(Items from a dataset)
┏━━
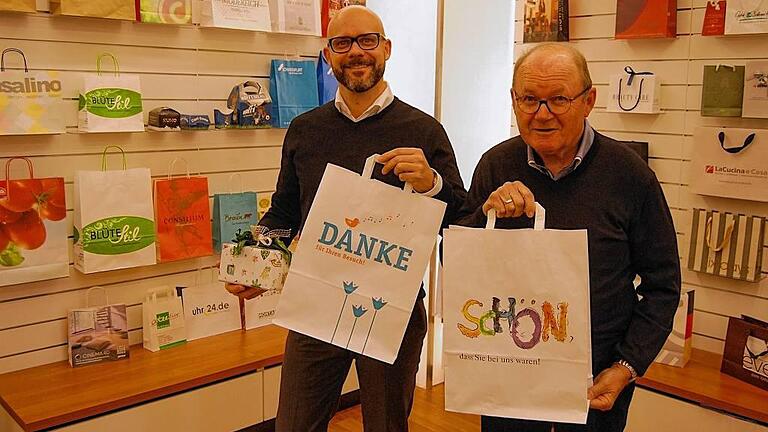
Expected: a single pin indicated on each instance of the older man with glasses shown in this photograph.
(365, 119)
(585, 180)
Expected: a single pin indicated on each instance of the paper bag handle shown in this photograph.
(538, 221)
(368, 171)
(726, 236)
(114, 62)
(16, 50)
(104, 157)
(88, 295)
┗━━
Rewrite every line of the listing, requests included, and raise each coordinate in the answer points by 36. Leave the pictures out of your version.

• **TASK SOLUTION**:
Expected: a single pin indicated on each instance of the older man with glasses shown in this photograph.
(401, 155)
(621, 216)
Expected: a single pin indicated on each instance of the paper bag handle shown in this photograph.
(574, 257)
(404, 207)
(762, 272)
(150, 98)
(52, 86)
(140, 193)
(124, 331)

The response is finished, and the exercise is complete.